Could you return only the lines that run from the line with "Target: giant barrel sponge" through the final line of the data, exactly as they stand?

[Stored records]
● ● ● ●

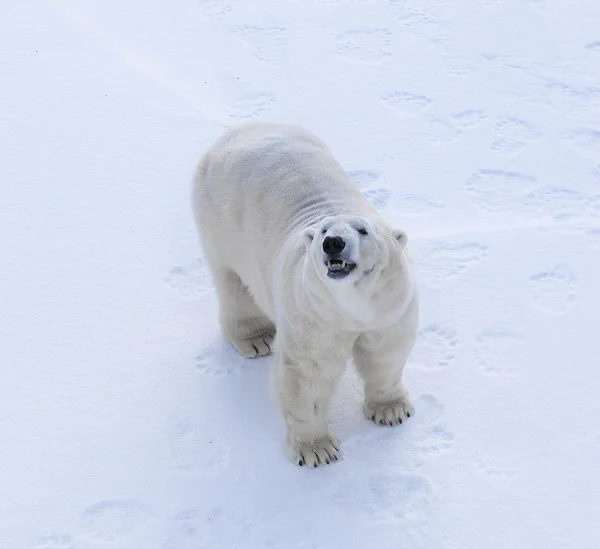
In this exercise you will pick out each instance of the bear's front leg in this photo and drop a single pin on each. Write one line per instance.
(304, 390)
(380, 358)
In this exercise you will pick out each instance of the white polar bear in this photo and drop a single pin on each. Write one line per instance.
(295, 248)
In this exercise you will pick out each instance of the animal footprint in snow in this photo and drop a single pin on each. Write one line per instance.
(446, 260)
(593, 46)
(432, 441)
(495, 352)
(378, 197)
(391, 496)
(469, 119)
(440, 130)
(553, 291)
(55, 541)
(498, 190)
(414, 204)
(370, 46)
(428, 409)
(242, 101)
(512, 135)
(586, 142)
(221, 360)
(191, 281)
(198, 450)
(112, 519)
(216, 8)
(267, 43)
(494, 471)
(593, 238)
(435, 347)
(406, 103)
(217, 529)
(560, 205)
(364, 179)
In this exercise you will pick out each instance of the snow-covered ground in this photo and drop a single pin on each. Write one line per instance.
(125, 420)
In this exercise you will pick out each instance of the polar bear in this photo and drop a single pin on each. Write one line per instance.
(306, 267)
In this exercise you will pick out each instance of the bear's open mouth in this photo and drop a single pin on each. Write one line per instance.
(339, 268)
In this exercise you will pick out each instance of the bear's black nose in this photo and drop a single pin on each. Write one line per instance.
(333, 245)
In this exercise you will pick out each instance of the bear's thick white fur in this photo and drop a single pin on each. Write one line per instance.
(265, 198)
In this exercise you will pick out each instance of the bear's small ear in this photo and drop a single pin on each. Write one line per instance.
(307, 236)
(400, 237)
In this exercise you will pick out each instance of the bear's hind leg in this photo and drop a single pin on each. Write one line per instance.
(243, 323)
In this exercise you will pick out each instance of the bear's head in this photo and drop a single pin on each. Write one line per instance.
(347, 249)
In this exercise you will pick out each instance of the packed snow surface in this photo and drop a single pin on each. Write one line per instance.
(127, 422)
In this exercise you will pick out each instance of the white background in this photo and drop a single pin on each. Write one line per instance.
(126, 422)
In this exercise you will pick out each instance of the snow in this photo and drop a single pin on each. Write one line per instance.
(127, 423)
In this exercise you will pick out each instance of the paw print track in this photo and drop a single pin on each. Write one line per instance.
(56, 541)
(469, 119)
(369, 46)
(198, 450)
(432, 442)
(378, 197)
(111, 519)
(415, 204)
(593, 46)
(267, 43)
(496, 353)
(446, 260)
(406, 103)
(593, 238)
(404, 495)
(191, 529)
(243, 102)
(553, 291)
(395, 495)
(435, 348)
(428, 409)
(364, 179)
(495, 472)
(216, 8)
(498, 190)
(513, 135)
(192, 281)
(559, 205)
(220, 360)
(440, 130)
(586, 142)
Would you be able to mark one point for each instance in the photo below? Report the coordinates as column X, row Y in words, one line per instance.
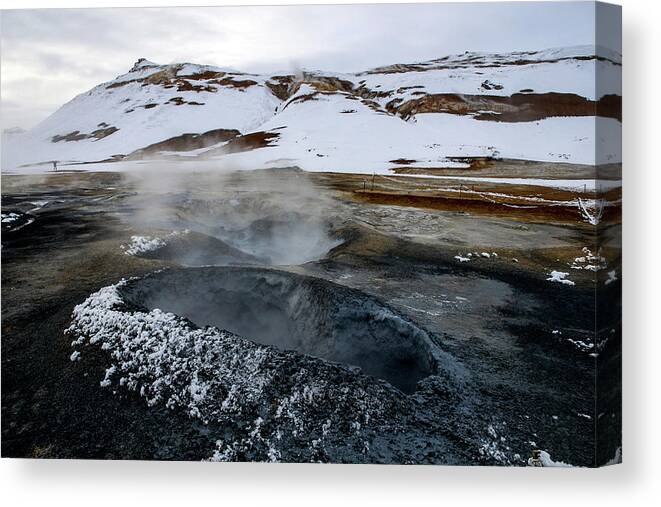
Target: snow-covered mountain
column 541, row 105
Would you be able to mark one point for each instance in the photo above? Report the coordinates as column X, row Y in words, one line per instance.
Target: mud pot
column 285, row 316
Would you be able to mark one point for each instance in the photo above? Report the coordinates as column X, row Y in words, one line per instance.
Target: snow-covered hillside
column 530, row 105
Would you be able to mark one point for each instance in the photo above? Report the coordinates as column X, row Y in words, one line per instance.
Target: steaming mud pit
column 341, row 331
column 294, row 312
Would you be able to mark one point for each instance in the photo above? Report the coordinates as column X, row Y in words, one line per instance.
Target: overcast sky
column 50, row 56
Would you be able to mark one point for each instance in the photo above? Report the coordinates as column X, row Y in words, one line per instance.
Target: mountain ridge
column 485, row 97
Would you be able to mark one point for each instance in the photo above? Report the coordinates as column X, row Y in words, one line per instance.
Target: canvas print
column 384, row 234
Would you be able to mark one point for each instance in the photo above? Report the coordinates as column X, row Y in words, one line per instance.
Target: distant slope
column 529, row 105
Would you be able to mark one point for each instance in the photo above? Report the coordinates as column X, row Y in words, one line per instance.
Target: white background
column 636, row 482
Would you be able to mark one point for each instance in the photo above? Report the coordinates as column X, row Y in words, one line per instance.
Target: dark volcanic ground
column 519, row 377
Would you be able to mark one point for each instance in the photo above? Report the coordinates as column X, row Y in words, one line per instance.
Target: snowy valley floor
column 381, row 319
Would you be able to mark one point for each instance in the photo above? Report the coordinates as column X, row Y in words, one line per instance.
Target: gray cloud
column 51, row 55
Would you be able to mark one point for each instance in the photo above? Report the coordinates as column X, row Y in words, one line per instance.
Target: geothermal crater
column 295, row 312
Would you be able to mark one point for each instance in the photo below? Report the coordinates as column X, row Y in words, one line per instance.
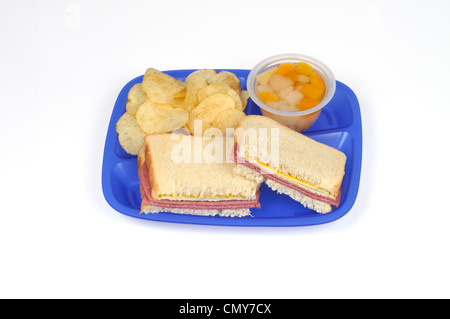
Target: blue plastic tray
column 339, row 125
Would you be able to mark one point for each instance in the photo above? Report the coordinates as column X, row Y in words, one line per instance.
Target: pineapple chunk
column 312, row 91
column 304, row 68
column 293, row 98
column 286, row 91
column 317, row 80
column 264, row 77
column 279, row 82
column 307, row 103
column 285, row 68
column 267, row 97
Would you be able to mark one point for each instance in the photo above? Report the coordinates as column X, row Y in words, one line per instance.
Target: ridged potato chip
column 194, row 83
column 162, row 88
column 131, row 137
column 227, row 119
column 208, row 109
column 228, row 78
column 160, row 118
column 211, row 76
column 220, row 87
column 135, row 98
column 207, row 74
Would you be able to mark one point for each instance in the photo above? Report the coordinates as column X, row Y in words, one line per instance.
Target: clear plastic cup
column 300, row 120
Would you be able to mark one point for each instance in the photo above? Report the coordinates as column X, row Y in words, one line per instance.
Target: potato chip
column 208, row 109
column 160, row 118
column 131, row 137
column 229, row 78
column 244, row 98
column 211, row 76
column 162, row 88
column 220, row 87
column 193, row 84
column 227, row 119
column 208, row 74
column 135, row 98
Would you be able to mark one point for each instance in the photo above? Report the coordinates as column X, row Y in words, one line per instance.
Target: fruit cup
column 302, row 119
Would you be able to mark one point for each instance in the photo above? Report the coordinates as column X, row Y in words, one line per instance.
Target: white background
column 63, row 64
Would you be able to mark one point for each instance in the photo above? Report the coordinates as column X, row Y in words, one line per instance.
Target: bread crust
column 151, row 168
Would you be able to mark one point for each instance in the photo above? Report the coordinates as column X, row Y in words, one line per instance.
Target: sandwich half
column 289, row 162
column 191, row 185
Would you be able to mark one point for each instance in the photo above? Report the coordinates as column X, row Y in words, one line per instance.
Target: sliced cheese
column 306, row 185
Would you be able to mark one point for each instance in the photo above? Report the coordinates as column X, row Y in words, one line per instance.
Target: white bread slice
column 148, row 209
column 196, row 181
column 299, row 156
column 306, row 201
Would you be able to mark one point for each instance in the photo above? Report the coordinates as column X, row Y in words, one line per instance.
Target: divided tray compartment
column 339, row 126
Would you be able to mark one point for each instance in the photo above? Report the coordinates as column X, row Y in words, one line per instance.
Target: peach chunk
column 304, row 68
column 307, row 103
column 267, row 97
column 312, row 91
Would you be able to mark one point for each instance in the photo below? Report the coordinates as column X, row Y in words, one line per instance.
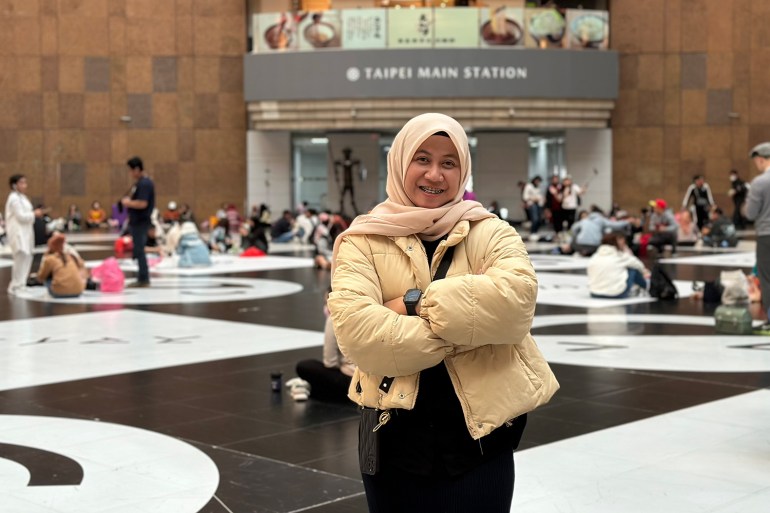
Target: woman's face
column 21, row 185
column 433, row 176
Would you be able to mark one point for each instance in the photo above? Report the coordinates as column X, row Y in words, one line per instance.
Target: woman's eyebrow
column 453, row 155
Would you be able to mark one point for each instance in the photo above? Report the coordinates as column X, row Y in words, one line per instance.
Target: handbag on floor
column 733, row 320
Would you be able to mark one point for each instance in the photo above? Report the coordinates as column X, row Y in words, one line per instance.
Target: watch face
column 412, row 295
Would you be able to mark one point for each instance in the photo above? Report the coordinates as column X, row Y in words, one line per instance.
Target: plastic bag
column 109, row 275
column 735, row 287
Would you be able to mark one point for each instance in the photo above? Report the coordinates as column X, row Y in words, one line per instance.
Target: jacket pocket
column 527, row 369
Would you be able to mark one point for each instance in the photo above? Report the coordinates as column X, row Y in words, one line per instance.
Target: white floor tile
column 69, row 347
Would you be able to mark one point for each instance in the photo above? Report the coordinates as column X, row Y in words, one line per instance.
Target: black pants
column 325, row 384
column 487, row 488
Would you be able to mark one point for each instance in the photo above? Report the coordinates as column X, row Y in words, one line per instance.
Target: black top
column 432, row 439
column 143, row 190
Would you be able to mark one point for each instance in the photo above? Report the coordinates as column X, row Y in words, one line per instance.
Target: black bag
column 373, row 419
column 369, row 441
column 661, row 285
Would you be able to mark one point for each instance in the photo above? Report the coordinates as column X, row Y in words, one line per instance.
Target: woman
column 570, row 201
column 19, row 221
column 61, row 271
column 97, row 217
column 533, row 203
column 462, row 341
column 613, row 270
column 193, row 252
column 688, row 233
column 74, row 218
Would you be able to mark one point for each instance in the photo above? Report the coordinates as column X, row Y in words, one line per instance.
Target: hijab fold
column 397, row 215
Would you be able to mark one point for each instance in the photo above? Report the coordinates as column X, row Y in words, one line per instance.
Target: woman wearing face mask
column 19, row 220
column 448, row 365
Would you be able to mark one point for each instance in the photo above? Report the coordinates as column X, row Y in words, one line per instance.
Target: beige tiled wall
column 694, row 94
column 70, row 69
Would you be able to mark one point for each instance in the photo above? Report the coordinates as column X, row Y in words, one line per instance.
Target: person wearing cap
column 758, row 210
column 662, row 225
column 140, row 203
column 61, row 271
column 738, row 191
column 699, row 196
column 97, row 217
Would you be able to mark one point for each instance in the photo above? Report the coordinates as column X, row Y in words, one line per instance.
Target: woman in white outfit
column 19, row 220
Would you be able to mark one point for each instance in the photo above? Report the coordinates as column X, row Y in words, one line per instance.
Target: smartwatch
column 411, row 298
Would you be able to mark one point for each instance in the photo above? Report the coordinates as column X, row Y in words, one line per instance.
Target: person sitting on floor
column 688, row 234
column 587, row 233
column 720, row 230
column 97, row 217
column 253, row 236
column 61, row 271
column 613, row 270
column 192, row 251
column 660, row 229
column 219, row 239
column 328, row 380
column 283, row 230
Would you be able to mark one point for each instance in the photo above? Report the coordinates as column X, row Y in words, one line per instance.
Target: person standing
column 758, row 210
column 140, row 203
column 462, row 367
column 570, row 200
column 699, row 195
column 19, row 221
column 553, row 197
column 533, row 203
column 738, row 190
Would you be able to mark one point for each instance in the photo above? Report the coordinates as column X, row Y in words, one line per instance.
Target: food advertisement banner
column 456, row 27
column 588, row 29
column 502, row 26
column 544, row 28
column 276, row 32
column 319, row 30
column 410, row 28
column 364, row 28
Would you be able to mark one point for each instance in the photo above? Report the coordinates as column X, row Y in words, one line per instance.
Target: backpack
column 661, row 285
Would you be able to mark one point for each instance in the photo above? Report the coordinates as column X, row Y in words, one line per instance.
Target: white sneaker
column 299, row 389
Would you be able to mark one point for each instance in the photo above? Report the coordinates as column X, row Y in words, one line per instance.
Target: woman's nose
column 433, row 173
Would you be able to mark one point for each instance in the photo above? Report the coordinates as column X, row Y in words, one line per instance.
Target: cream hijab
column 397, row 215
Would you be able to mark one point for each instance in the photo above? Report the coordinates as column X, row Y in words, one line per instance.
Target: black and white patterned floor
column 158, row 400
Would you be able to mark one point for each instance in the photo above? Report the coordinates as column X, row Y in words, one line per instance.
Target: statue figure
column 348, row 165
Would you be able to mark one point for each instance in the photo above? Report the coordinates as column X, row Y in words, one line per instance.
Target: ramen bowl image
column 278, row 36
column 547, row 27
column 321, row 35
column 501, row 31
column 589, row 31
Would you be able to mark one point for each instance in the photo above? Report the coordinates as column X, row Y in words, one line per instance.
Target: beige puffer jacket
column 476, row 320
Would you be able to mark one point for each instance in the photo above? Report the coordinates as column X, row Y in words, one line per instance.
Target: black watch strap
column 411, row 298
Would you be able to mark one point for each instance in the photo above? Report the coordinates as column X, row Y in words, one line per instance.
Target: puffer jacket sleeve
column 377, row 339
column 495, row 303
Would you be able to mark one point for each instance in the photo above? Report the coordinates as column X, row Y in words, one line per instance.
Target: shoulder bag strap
column 443, row 267
column 446, row 261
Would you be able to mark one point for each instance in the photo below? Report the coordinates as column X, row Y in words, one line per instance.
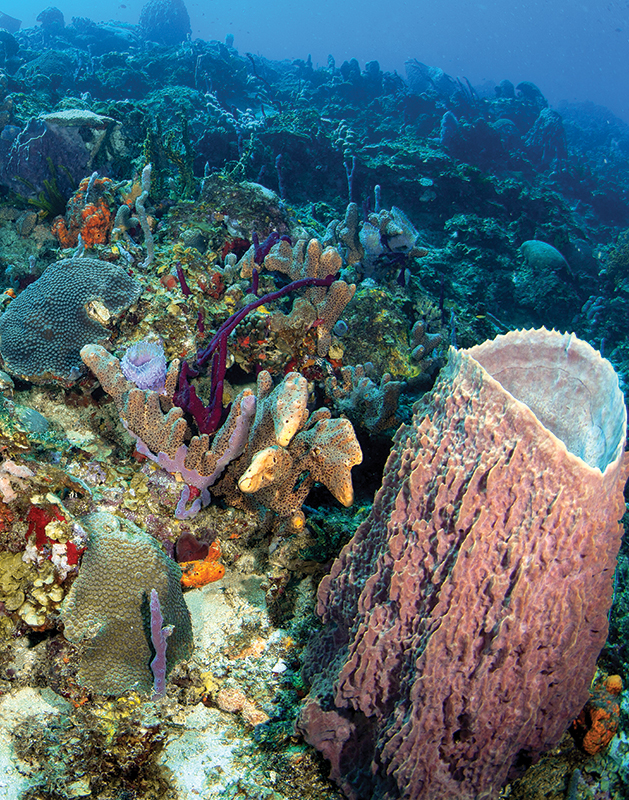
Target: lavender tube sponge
column 144, row 363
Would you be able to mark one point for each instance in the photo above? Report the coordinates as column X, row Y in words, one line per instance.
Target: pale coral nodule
column 465, row 617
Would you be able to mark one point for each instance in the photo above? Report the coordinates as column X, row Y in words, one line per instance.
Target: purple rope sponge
column 159, row 636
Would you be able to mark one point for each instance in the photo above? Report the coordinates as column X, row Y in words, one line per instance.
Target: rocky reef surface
column 226, row 284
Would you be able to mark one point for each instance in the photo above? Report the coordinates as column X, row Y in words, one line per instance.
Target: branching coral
column 309, row 260
column 274, row 450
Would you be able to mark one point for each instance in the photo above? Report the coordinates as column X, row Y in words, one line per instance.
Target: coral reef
column 106, row 611
column 43, row 330
column 274, row 450
column 303, row 236
column 439, row 664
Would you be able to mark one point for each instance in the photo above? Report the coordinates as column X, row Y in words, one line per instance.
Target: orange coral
column 613, row 684
column 198, row 573
column 597, row 724
column 92, row 220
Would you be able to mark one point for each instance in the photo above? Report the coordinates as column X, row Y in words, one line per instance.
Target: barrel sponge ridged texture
column 465, row 617
column 107, row 614
column 44, row 328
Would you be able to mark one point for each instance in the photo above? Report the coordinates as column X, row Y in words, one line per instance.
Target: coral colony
column 311, row 462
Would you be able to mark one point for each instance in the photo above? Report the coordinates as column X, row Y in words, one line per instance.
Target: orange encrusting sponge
column 198, row 573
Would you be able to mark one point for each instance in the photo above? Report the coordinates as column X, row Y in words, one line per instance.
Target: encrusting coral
column 308, row 260
column 107, row 613
column 273, row 447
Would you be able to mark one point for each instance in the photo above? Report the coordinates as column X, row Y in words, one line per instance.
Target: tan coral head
column 571, row 389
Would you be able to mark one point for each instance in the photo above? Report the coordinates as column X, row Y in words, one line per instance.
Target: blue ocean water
column 302, row 222
column 573, row 51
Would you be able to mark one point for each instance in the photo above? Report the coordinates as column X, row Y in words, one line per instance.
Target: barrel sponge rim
column 572, row 391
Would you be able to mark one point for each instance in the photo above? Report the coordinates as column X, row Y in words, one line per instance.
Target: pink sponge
column 465, row 617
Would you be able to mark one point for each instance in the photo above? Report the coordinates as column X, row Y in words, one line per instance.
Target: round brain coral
column 44, row 328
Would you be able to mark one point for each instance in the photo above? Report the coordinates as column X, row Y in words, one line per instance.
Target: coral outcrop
column 107, row 610
column 307, row 260
column 465, row 617
column 275, row 450
column 45, row 327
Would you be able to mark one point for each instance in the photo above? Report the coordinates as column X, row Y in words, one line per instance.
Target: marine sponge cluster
column 273, row 448
column 44, row 328
column 107, row 609
column 465, row 617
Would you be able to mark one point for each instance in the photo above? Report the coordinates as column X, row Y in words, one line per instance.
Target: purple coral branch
column 159, row 636
column 208, row 419
column 185, row 289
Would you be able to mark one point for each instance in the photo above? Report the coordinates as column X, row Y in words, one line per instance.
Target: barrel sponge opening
column 571, row 389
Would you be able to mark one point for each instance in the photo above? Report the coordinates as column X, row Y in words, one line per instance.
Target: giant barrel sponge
column 465, row 617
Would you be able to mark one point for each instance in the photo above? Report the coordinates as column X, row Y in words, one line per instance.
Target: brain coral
column 465, row 617
column 107, row 613
column 45, row 327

● ● ● ●

*Expected answer:*
Target: giant barrel sponge
column 465, row 617
Would you be able to mark one point for each instance in the photo above? Report the coordinates as column X, row Y in words, one line per instance.
Target: brain coral
column 465, row 617
column 107, row 613
column 45, row 327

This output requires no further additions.